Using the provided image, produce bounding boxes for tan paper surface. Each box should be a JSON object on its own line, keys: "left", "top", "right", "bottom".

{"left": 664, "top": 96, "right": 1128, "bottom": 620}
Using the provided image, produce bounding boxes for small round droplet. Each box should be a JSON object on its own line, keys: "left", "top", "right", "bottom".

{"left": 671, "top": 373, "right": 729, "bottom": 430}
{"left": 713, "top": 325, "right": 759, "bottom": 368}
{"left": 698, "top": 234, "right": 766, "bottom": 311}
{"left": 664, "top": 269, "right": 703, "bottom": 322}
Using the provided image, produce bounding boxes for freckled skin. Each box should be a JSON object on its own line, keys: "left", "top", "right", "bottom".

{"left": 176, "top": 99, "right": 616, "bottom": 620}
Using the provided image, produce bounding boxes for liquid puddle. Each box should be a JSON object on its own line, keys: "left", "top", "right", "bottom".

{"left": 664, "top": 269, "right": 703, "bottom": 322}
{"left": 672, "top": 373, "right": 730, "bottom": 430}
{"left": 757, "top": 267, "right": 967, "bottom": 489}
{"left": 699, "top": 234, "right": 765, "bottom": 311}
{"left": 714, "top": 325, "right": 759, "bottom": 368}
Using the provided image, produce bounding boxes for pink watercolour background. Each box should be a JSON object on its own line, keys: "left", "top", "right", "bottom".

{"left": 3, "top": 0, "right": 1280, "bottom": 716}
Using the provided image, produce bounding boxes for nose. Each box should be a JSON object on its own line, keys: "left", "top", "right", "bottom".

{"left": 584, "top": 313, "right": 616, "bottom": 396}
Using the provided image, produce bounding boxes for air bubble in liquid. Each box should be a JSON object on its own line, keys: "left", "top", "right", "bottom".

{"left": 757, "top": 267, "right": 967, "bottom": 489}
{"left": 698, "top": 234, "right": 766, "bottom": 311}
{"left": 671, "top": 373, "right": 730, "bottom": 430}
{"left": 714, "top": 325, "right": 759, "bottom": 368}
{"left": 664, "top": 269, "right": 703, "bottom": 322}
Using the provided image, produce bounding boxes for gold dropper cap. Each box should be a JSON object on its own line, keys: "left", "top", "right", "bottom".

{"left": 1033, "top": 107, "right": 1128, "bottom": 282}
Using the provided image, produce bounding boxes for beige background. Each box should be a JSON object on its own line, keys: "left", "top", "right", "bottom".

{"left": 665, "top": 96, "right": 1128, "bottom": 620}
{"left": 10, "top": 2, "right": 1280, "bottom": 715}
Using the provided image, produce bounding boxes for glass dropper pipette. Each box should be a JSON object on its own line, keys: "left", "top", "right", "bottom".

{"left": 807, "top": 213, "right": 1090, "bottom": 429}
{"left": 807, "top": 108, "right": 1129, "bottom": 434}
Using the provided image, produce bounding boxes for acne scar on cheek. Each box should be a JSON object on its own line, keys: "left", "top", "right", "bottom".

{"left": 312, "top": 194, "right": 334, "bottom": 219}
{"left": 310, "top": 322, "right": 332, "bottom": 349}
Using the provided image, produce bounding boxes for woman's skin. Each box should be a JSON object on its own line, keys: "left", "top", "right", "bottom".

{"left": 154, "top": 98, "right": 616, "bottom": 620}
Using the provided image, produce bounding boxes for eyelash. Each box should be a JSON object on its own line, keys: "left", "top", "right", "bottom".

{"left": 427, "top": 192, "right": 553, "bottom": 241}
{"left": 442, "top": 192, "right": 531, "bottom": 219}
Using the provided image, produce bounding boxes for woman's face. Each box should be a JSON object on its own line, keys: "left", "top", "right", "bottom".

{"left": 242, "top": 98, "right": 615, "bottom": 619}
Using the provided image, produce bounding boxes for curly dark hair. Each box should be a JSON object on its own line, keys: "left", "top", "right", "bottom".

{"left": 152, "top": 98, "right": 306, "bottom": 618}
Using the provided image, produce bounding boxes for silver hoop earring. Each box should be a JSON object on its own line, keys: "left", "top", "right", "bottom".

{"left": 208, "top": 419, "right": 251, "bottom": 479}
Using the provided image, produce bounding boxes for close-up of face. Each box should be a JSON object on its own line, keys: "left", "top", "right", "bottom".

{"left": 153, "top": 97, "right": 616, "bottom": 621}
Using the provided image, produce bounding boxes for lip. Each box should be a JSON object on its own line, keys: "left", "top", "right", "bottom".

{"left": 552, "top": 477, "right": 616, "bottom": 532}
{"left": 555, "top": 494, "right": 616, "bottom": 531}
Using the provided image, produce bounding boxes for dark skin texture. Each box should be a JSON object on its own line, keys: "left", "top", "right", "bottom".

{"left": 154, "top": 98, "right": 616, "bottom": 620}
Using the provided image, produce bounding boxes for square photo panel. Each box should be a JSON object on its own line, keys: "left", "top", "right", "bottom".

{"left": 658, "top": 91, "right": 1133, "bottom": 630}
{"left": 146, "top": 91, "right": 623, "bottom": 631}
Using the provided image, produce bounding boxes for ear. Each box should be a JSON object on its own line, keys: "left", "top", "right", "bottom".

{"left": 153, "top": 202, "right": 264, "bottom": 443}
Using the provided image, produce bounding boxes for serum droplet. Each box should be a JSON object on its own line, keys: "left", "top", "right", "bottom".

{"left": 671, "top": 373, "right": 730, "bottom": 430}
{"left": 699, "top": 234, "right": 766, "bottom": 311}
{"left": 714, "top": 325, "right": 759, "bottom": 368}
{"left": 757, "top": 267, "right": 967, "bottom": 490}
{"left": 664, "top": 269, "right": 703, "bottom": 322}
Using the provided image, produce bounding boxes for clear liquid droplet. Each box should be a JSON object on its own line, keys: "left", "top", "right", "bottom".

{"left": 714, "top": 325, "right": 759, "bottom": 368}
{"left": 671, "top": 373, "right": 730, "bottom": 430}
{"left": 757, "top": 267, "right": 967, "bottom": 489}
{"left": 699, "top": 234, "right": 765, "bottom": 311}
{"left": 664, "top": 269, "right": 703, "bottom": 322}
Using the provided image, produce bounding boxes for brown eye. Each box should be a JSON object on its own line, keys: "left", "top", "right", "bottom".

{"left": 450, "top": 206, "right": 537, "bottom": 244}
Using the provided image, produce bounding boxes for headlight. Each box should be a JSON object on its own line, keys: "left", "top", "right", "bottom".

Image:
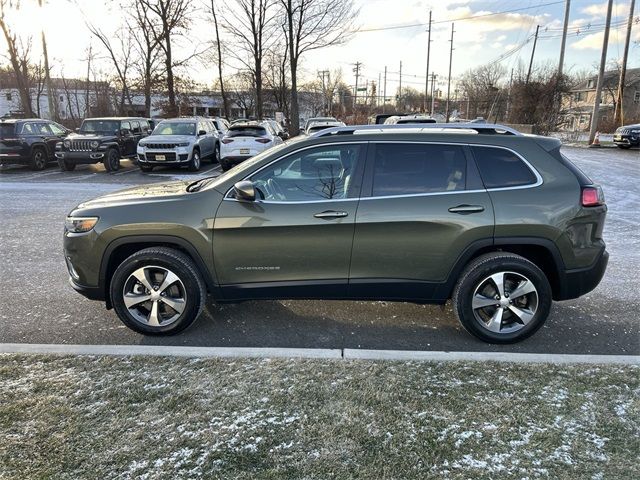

{"left": 138, "top": 142, "right": 146, "bottom": 147}
{"left": 65, "top": 216, "right": 99, "bottom": 233}
{"left": 631, "top": 129, "right": 640, "bottom": 134}
{"left": 63, "top": 140, "right": 71, "bottom": 148}
{"left": 177, "top": 142, "right": 190, "bottom": 147}
{"left": 90, "top": 140, "right": 100, "bottom": 149}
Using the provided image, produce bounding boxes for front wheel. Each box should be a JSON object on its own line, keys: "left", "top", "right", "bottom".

{"left": 139, "top": 165, "right": 153, "bottom": 173}
{"left": 452, "top": 252, "right": 552, "bottom": 344}
{"left": 103, "top": 149, "right": 120, "bottom": 172}
{"left": 30, "top": 148, "right": 47, "bottom": 170}
{"left": 110, "top": 247, "right": 207, "bottom": 335}
{"left": 188, "top": 150, "right": 201, "bottom": 172}
{"left": 58, "top": 158, "right": 76, "bottom": 171}
{"left": 617, "top": 144, "right": 631, "bottom": 149}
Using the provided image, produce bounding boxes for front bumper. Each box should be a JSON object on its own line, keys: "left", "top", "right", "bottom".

{"left": 68, "top": 276, "right": 105, "bottom": 301}
{"left": 138, "top": 150, "right": 190, "bottom": 165}
{"left": 55, "top": 151, "right": 105, "bottom": 164}
{"left": 557, "top": 248, "right": 609, "bottom": 300}
{"left": 613, "top": 134, "right": 640, "bottom": 146}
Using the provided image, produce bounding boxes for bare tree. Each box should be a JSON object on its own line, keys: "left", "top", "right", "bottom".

{"left": 228, "top": 71, "right": 256, "bottom": 117}
{"left": 222, "top": 0, "right": 278, "bottom": 120}
{"left": 128, "top": 1, "right": 164, "bottom": 117}
{"left": 0, "top": 0, "right": 35, "bottom": 116}
{"left": 264, "top": 45, "right": 289, "bottom": 118}
{"left": 139, "top": 0, "right": 191, "bottom": 117}
{"left": 87, "top": 24, "right": 136, "bottom": 114}
{"left": 208, "top": 0, "right": 230, "bottom": 118}
{"left": 280, "top": 0, "right": 357, "bottom": 135}
{"left": 458, "top": 63, "right": 507, "bottom": 120}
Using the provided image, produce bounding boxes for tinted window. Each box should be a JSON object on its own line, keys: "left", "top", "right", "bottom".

{"left": 372, "top": 143, "right": 467, "bottom": 196}
{"left": 0, "top": 123, "right": 15, "bottom": 137}
{"left": 472, "top": 146, "right": 537, "bottom": 189}
{"left": 80, "top": 120, "right": 120, "bottom": 134}
{"left": 251, "top": 144, "right": 361, "bottom": 201}
{"left": 228, "top": 126, "right": 267, "bottom": 138}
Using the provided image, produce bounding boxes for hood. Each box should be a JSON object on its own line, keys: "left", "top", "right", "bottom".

{"left": 73, "top": 180, "right": 191, "bottom": 212}
{"left": 141, "top": 134, "right": 193, "bottom": 143}
{"left": 67, "top": 132, "right": 117, "bottom": 141}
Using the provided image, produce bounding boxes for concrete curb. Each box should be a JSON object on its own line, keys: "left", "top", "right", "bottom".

{"left": 0, "top": 344, "right": 342, "bottom": 359}
{"left": 0, "top": 344, "right": 638, "bottom": 365}
{"left": 343, "top": 349, "right": 640, "bottom": 365}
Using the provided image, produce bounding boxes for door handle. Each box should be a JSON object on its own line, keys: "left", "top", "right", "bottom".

{"left": 448, "top": 204, "right": 485, "bottom": 214}
{"left": 314, "top": 210, "right": 349, "bottom": 219}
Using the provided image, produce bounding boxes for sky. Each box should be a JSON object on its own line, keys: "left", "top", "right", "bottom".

{"left": 1, "top": 0, "right": 638, "bottom": 96}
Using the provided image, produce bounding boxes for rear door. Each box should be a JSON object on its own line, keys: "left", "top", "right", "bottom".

{"left": 213, "top": 142, "right": 366, "bottom": 299}
{"left": 349, "top": 141, "right": 494, "bottom": 301}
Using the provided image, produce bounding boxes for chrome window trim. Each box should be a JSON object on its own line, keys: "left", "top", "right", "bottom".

{"left": 222, "top": 140, "right": 544, "bottom": 205}
{"left": 223, "top": 141, "right": 368, "bottom": 203}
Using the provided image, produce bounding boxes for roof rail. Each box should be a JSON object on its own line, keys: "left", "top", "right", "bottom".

{"left": 311, "top": 123, "right": 522, "bottom": 137}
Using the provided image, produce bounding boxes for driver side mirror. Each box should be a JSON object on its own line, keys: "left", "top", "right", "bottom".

{"left": 198, "top": 129, "right": 207, "bottom": 136}
{"left": 278, "top": 131, "right": 289, "bottom": 140}
{"left": 120, "top": 128, "right": 131, "bottom": 136}
{"left": 233, "top": 180, "right": 256, "bottom": 202}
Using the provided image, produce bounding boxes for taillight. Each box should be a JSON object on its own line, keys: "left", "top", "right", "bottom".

{"left": 581, "top": 186, "right": 605, "bottom": 207}
{"left": 221, "top": 138, "right": 234, "bottom": 144}
{"left": 255, "top": 138, "right": 271, "bottom": 144}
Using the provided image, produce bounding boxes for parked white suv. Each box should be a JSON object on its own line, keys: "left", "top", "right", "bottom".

{"left": 136, "top": 117, "right": 220, "bottom": 172}
{"left": 220, "top": 121, "right": 283, "bottom": 171}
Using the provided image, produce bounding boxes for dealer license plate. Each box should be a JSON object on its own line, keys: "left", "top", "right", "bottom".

{"left": 155, "top": 154, "right": 166, "bottom": 161}
{"left": 240, "top": 148, "right": 250, "bottom": 155}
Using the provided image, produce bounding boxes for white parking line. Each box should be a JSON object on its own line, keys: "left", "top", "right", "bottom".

{"left": 0, "top": 344, "right": 637, "bottom": 364}
{"left": 114, "top": 168, "right": 139, "bottom": 176}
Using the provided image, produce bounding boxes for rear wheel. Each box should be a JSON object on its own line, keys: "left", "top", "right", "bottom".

{"left": 30, "top": 147, "right": 47, "bottom": 170}
{"left": 452, "top": 252, "right": 552, "bottom": 344}
{"left": 212, "top": 144, "right": 220, "bottom": 164}
{"left": 103, "top": 149, "right": 120, "bottom": 172}
{"left": 110, "top": 247, "right": 206, "bottom": 335}
{"left": 220, "top": 159, "right": 231, "bottom": 171}
{"left": 58, "top": 158, "right": 76, "bottom": 171}
{"left": 188, "top": 149, "right": 201, "bottom": 172}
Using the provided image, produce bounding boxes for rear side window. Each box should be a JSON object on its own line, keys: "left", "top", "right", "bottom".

{"left": 471, "top": 146, "right": 537, "bottom": 189}
{"left": 228, "top": 126, "right": 267, "bottom": 137}
{"left": 372, "top": 143, "right": 467, "bottom": 196}
{"left": 0, "top": 123, "right": 16, "bottom": 136}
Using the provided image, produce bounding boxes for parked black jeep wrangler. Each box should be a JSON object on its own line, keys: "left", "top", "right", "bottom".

{"left": 56, "top": 117, "right": 150, "bottom": 172}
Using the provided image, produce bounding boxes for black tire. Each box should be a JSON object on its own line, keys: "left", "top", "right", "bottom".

{"left": 220, "top": 159, "right": 231, "bottom": 171}
{"left": 140, "top": 165, "right": 154, "bottom": 173}
{"left": 30, "top": 147, "right": 47, "bottom": 171}
{"left": 212, "top": 144, "right": 220, "bottom": 164}
{"left": 110, "top": 247, "right": 207, "bottom": 335}
{"left": 103, "top": 149, "right": 120, "bottom": 172}
{"left": 58, "top": 158, "right": 76, "bottom": 171}
{"left": 188, "top": 149, "right": 201, "bottom": 172}
{"left": 617, "top": 144, "right": 631, "bottom": 149}
{"left": 452, "top": 252, "right": 552, "bottom": 344}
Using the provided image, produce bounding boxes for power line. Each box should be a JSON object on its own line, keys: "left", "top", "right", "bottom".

{"left": 355, "top": 1, "right": 564, "bottom": 33}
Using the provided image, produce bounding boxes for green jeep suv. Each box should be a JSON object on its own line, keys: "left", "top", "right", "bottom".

{"left": 63, "top": 124, "right": 608, "bottom": 343}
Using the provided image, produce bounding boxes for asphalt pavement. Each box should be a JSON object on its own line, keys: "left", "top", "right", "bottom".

{"left": 0, "top": 147, "right": 638, "bottom": 354}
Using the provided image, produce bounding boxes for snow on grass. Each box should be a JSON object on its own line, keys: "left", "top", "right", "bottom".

{"left": 0, "top": 355, "right": 638, "bottom": 479}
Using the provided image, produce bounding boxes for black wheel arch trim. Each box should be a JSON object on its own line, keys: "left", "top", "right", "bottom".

{"left": 99, "top": 235, "right": 218, "bottom": 302}
{"left": 30, "top": 142, "right": 50, "bottom": 158}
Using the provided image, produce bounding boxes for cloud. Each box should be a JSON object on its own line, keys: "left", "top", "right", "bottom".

{"left": 581, "top": 1, "right": 630, "bottom": 17}
{"left": 571, "top": 24, "right": 640, "bottom": 50}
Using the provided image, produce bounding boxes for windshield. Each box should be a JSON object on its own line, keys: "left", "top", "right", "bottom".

{"left": 153, "top": 122, "right": 196, "bottom": 136}
{"left": 200, "top": 137, "right": 306, "bottom": 191}
{"left": 80, "top": 120, "right": 120, "bottom": 134}
{"left": 227, "top": 126, "right": 267, "bottom": 137}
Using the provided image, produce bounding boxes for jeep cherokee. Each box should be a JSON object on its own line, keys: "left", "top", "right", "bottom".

{"left": 63, "top": 124, "right": 608, "bottom": 343}
{"left": 56, "top": 117, "right": 150, "bottom": 172}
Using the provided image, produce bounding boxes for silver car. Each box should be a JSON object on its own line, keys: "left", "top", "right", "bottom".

{"left": 136, "top": 117, "right": 220, "bottom": 172}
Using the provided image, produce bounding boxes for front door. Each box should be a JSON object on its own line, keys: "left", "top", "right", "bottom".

{"left": 120, "top": 121, "right": 135, "bottom": 156}
{"left": 213, "top": 142, "right": 366, "bottom": 299}
{"left": 349, "top": 141, "right": 494, "bottom": 301}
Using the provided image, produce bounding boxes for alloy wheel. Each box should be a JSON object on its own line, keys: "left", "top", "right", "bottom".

{"left": 471, "top": 271, "right": 538, "bottom": 334}
{"left": 122, "top": 265, "right": 187, "bottom": 327}
{"left": 33, "top": 150, "right": 46, "bottom": 169}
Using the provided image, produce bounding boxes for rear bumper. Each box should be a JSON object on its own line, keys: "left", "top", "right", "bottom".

{"left": 0, "top": 152, "right": 29, "bottom": 164}
{"left": 557, "top": 249, "right": 609, "bottom": 300}
{"left": 221, "top": 155, "right": 251, "bottom": 166}
{"left": 55, "top": 151, "right": 104, "bottom": 164}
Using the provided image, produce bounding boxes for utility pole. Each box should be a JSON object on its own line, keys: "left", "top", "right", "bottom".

{"left": 352, "top": 62, "right": 362, "bottom": 109}
{"left": 430, "top": 73, "right": 437, "bottom": 115}
{"left": 424, "top": 9, "right": 432, "bottom": 113}
{"left": 506, "top": 67, "right": 514, "bottom": 120}
{"left": 398, "top": 61, "right": 402, "bottom": 111}
{"left": 613, "top": 0, "right": 635, "bottom": 126}
{"left": 526, "top": 25, "right": 540, "bottom": 84}
{"left": 383, "top": 66, "right": 387, "bottom": 113}
{"left": 85, "top": 44, "right": 92, "bottom": 118}
{"left": 589, "top": 0, "right": 614, "bottom": 145}
{"left": 558, "top": 1, "right": 571, "bottom": 77}
{"left": 445, "top": 23, "right": 454, "bottom": 123}
{"left": 318, "top": 70, "right": 330, "bottom": 115}
{"left": 378, "top": 72, "right": 381, "bottom": 108}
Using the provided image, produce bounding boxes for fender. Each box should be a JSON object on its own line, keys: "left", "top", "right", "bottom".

{"left": 99, "top": 234, "right": 219, "bottom": 299}
{"left": 29, "top": 142, "right": 50, "bottom": 158}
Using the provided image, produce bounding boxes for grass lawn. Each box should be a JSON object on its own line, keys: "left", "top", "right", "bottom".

{"left": 0, "top": 354, "right": 638, "bottom": 479}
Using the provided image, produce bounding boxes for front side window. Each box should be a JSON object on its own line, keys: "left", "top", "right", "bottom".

{"left": 251, "top": 144, "right": 362, "bottom": 202}
{"left": 49, "top": 123, "right": 66, "bottom": 135}
{"left": 471, "top": 146, "right": 538, "bottom": 189}
{"left": 131, "top": 121, "right": 141, "bottom": 134}
{"left": 121, "top": 121, "right": 131, "bottom": 132}
{"left": 371, "top": 143, "right": 467, "bottom": 197}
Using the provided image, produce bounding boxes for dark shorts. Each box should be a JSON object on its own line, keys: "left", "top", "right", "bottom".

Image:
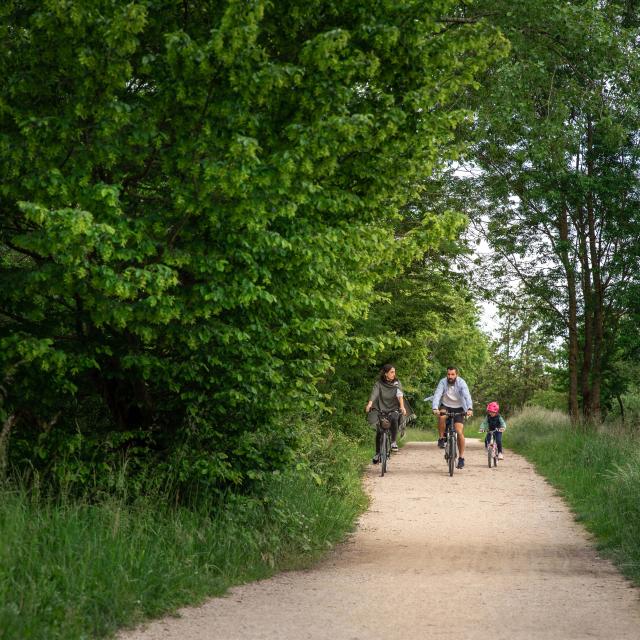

{"left": 439, "top": 405, "right": 465, "bottom": 425}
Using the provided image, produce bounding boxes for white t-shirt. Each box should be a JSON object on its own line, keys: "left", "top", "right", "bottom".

{"left": 443, "top": 383, "right": 462, "bottom": 407}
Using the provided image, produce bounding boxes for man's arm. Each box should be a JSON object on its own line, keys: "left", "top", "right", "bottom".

{"left": 431, "top": 379, "right": 444, "bottom": 411}
{"left": 459, "top": 379, "right": 473, "bottom": 412}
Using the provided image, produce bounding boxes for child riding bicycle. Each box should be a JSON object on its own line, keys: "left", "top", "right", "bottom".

{"left": 479, "top": 401, "right": 507, "bottom": 460}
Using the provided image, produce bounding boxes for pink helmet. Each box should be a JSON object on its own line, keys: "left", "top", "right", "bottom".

{"left": 487, "top": 401, "right": 500, "bottom": 413}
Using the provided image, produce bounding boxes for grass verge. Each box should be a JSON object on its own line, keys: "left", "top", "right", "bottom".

{"left": 403, "top": 426, "right": 437, "bottom": 442}
{"left": 404, "top": 419, "right": 484, "bottom": 443}
{"left": 507, "top": 406, "right": 640, "bottom": 585}
{"left": 0, "top": 447, "right": 369, "bottom": 640}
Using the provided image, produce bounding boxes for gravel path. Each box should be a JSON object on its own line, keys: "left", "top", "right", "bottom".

{"left": 119, "top": 439, "right": 640, "bottom": 640}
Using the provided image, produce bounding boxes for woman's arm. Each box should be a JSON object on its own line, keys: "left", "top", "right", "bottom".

{"left": 365, "top": 382, "right": 379, "bottom": 412}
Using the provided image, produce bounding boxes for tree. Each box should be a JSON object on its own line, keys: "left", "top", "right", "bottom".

{"left": 340, "top": 206, "right": 489, "bottom": 411}
{"left": 473, "top": 294, "right": 558, "bottom": 414}
{"left": 449, "top": 0, "right": 640, "bottom": 419}
{"left": 0, "top": 1, "right": 506, "bottom": 491}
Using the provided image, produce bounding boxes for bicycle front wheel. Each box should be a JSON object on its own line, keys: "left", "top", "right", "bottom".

{"left": 487, "top": 444, "right": 492, "bottom": 468}
{"left": 448, "top": 435, "right": 456, "bottom": 476}
{"left": 380, "top": 431, "right": 388, "bottom": 477}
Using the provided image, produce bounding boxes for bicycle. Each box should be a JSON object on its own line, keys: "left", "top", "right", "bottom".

{"left": 481, "top": 428, "right": 505, "bottom": 468}
{"left": 440, "top": 409, "right": 465, "bottom": 476}
{"left": 376, "top": 412, "right": 393, "bottom": 477}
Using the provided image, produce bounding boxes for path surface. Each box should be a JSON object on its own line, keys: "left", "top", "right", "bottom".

{"left": 119, "top": 439, "right": 640, "bottom": 640}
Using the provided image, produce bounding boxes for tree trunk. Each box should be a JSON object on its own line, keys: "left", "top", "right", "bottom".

{"left": 558, "top": 204, "right": 580, "bottom": 420}
{"left": 616, "top": 394, "right": 625, "bottom": 425}
{"left": 0, "top": 413, "right": 17, "bottom": 481}
{"left": 576, "top": 202, "right": 594, "bottom": 418}
{"left": 586, "top": 116, "right": 603, "bottom": 421}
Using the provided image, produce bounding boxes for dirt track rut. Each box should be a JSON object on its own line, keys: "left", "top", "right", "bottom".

{"left": 119, "top": 439, "right": 640, "bottom": 640}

-------------------------

» INSTRUCTIONS FOR THE TASK
Reproduce, word for word, the lines of the data from the one that contains "Using the provided image, produce bounding boxes for tree trunk." to the end, both ends included.

» RESULT BELOW
Using the provided image, produce bounding boxes for tree trunk. Each box should be a JSON object on its own line, keys: "left", "top", "right", "bottom".

{"left": 558, "top": 204, "right": 580, "bottom": 420}
{"left": 616, "top": 394, "right": 625, "bottom": 425}
{"left": 0, "top": 413, "right": 17, "bottom": 481}
{"left": 576, "top": 202, "right": 594, "bottom": 418}
{"left": 586, "top": 116, "right": 603, "bottom": 421}
Using the provided image, produce bounding boxes for dirt track rut. Each box should be a JSON object on its own line, keys: "left", "top", "right", "bottom".

{"left": 119, "top": 439, "right": 640, "bottom": 640}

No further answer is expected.